BEGIN Exercise text
Re: How to design a data warehouse in HBase?

Kevin O'dell Thu, 13 Dec 2012 07:30:47 -0800

Mohammad,

  I am not sure you are thinking about Impala correctly.  It still uses
HDFS so your data increasing over time is fine.  You are not going to need
to tune for special CPU, Storage, or Network.  Typically with Impala you
are going to be bound at the disks as it functions off of data locality.
 You can also use compression of Snappy, GZip, and BZip to help with the
amount of data you are storing.  You will not need to frequently update
your hardware.


On Thu, Dec 13, 2012 at 10:06 AM, Mohammad Tariq <[email protected]> wrote:

> Oh yes..Impala..good point by Kevin.
>
> Kevin : Would it be appropriate if I say that I should go for Impala if my
> data is not going to increase dramatically over time or if I have to work
> on only a subset of my BigData?Since Impala uses MPP, it may
> require specialized hardware tuned for CPU, storage and network performance
> for better results, which could become a problem if have to upgrade the
> hardware frequently because of the growing data.
>
> Regards,
>     Mohammad Tariq
>
>
>
> On Thu, Dec 13, 2012 at 8:17 PM, Kevin O'dell <[email protected]
> >wrote:
>
> > To Mohammad's point.  You can use HBase for quick scans of the data.
END Exercise text
BEGIN Record excerpts
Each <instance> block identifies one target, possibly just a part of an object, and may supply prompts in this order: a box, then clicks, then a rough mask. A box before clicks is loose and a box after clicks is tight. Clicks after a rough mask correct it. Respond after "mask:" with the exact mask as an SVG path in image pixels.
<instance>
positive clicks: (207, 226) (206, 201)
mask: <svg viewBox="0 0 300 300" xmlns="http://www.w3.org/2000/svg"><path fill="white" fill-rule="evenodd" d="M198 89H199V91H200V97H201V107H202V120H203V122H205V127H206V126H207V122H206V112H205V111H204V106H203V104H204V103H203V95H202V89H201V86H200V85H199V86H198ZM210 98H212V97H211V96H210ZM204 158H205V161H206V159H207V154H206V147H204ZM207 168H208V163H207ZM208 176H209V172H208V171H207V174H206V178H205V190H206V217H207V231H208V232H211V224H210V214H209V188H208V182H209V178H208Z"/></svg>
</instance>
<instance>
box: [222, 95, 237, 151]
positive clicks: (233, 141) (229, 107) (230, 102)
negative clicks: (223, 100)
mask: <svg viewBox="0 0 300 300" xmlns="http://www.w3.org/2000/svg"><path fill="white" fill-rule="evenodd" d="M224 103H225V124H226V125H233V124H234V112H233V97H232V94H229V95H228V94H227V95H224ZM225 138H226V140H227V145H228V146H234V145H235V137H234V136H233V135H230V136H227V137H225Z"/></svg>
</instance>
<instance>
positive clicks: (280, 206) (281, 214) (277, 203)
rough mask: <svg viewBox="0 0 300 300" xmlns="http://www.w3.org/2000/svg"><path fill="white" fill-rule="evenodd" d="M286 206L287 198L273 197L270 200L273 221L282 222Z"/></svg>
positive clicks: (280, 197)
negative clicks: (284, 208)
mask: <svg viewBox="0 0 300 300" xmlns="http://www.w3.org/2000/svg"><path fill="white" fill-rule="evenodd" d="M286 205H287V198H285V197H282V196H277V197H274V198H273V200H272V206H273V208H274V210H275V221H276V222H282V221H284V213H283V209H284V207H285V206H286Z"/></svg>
END Record excerpts
Task instructions: Pull the passage from the HBase data warehouse thread above word for word, starting at the words "Kevin O'dell Thu, 13" and stopping after "your hardware.".

Answer to the problem:
Kevin O'dell Thu, 13 Dec 2012 07:30:47 -0800

Mohammad,

  I am not sure you are thinking about Impala correctly.  It still uses
HDFS so your data increasing over time is fine.  You are not going to need
to tune for special CPU, Storage, or Network.  Typically with Impala you
are going to be bound at the disks as it functions off of data locality.
 You can also use compression of Snappy, GZip, and BZip to help with the
amount of data you are storing.  You will not need to frequently update
your hardware.